Problem
Put every line of the rows below into a numbered list, skipping any blank lines. Leave the pictures out.

Data rows
_ _ _ _ _ _ _

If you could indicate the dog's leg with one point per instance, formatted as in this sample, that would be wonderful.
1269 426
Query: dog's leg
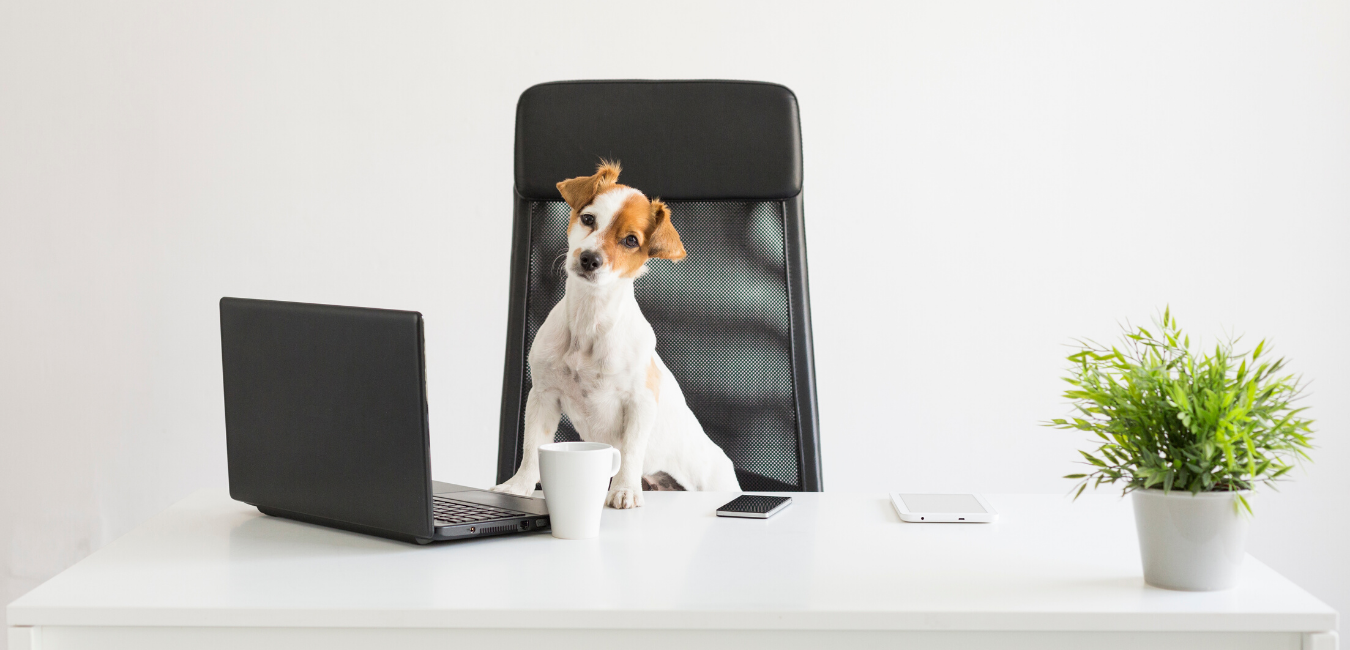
542 415
625 491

_ _ _ _ _ _ _

Task answer
1. If you could indicate the dog's leg with one point per instance, formatted as in this sample, that would be wonderful.
2. 1269 426
3. Query: dog's leg
4. 542 415
5. 625 491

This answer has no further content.